----- Material shown

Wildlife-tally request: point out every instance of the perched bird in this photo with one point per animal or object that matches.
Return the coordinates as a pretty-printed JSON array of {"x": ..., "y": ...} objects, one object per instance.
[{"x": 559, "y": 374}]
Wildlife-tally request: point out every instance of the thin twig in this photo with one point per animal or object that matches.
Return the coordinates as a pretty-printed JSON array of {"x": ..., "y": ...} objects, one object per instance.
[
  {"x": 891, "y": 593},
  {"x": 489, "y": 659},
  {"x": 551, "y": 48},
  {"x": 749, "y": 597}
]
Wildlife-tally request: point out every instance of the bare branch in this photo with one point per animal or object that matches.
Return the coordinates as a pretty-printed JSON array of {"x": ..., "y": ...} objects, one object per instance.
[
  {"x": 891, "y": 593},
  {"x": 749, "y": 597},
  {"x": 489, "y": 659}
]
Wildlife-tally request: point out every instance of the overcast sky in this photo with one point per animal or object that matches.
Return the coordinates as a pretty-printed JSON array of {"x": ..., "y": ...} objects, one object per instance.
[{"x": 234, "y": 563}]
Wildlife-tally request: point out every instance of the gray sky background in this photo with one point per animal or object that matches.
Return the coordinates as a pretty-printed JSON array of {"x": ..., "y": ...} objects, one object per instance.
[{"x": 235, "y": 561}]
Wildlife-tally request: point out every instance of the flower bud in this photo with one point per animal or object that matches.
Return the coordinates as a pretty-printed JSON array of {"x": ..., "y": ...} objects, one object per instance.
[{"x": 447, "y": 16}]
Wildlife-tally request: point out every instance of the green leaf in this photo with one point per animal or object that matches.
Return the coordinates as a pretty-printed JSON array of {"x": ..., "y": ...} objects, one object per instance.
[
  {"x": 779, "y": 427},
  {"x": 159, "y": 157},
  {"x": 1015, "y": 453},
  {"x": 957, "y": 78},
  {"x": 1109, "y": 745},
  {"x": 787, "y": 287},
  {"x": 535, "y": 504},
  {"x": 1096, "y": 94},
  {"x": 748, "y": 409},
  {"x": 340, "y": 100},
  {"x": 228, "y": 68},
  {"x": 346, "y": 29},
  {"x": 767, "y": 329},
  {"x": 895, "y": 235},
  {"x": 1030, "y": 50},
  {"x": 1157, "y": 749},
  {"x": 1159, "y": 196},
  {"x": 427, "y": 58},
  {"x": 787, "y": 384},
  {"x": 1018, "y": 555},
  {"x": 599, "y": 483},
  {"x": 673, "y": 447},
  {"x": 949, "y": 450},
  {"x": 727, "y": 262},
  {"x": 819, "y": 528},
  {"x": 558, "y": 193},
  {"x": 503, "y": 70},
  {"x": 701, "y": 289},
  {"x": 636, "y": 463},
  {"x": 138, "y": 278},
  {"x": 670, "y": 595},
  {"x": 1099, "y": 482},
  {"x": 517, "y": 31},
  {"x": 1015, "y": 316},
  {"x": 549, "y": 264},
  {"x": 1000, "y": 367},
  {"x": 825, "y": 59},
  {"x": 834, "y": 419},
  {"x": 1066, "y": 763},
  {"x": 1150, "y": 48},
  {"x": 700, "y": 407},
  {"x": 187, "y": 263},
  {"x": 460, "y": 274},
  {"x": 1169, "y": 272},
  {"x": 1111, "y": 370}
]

----------

## Your objective
Repeat the line that contains "Wildlife-tally request: point out every instance of the gray", then every line after it until the records end, with nothing added.

## Full answer
Wildlife-tally request: point out every instance of the gray sky background in this photo with one point per animal or object that matches.
Return the coordinates as a pretty-printed JSON array of {"x": ..., "y": ...} objects, one object per instance.
[{"x": 235, "y": 561}]
Wildlife-tally request: point out every instance of the flower bud in this photo with one point per animal or object that matches.
Return the coordinates as a pretty-printed JSON array of {"x": ..., "y": ...} objects, one object per instance.
[{"x": 447, "y": 16}]
Wildlife-tally request: point out every instance of the green leaf in this photo with one point per animal or object that matches.
Return the coordinates as a pretty-printed JSON array of {"x": ..., "y": ...} objects, one object per instance.
[
  {"x": 779, "y": 427},
  {"x": 159, "y": 157},
  {"x": 1015, "y": 453},
  {"x": 957, "y": 78},
  {"x": 1109, "y": 745},
  {"x": 787, "y": 287},
  {"x": 535, "y": 504},
  {"x": 1096, "y": 94},
  {"x": 748, "y": 409},
  {"x": 340, "y": 100},
  {"x": 228, "y": 68},
  {"x": 346, "y": 29},
  {"x": 767, "y": 329},
  {"x": 895, "y": 235},
  {"x": 1030, "y": 50},
  {"x": 1157, "y": 749},
  {"x": 1159, "y": 196},
  {"x": 427, "y": 58},
  {"x": 787, "y": 384},
  {"x": 1018, "y": 555},
  {"x": 599, "y": 483},
  {"x": 673, "y": 447},
  {"x": 949, "y": 450},
  {"x": 727, "y": 262},
  {"x": 819, "y": 528},
  {"x": 558, "y": 193},
  {"x": 503, "y": 70},
  {"x": 701, "y": 289},
  {"x": 636, "y": 463},
  {"x": 138, "y": 278},
  {"x": 670, "y": 595},
  {"x": 1099, "y": 482},
  {"x": 517, "y": 31},
  {"x": 1015, "y": 316},
  {"x": 549, "y": 264},
  {"x": 1000, "y": 367},
  {"x": 825, "y": 59},
  {"x": 834, "y": 419},
  {"x": 1066, "y": 763},
  {"x": 1150, "y": 48},
  {"x": 700, "y": 407},
  {"x": 187, "y": 263},
  {"x": 460, "y": 274},
  {"x": 1169, "y": 272},
  {"x": 1111, "y": 370}
]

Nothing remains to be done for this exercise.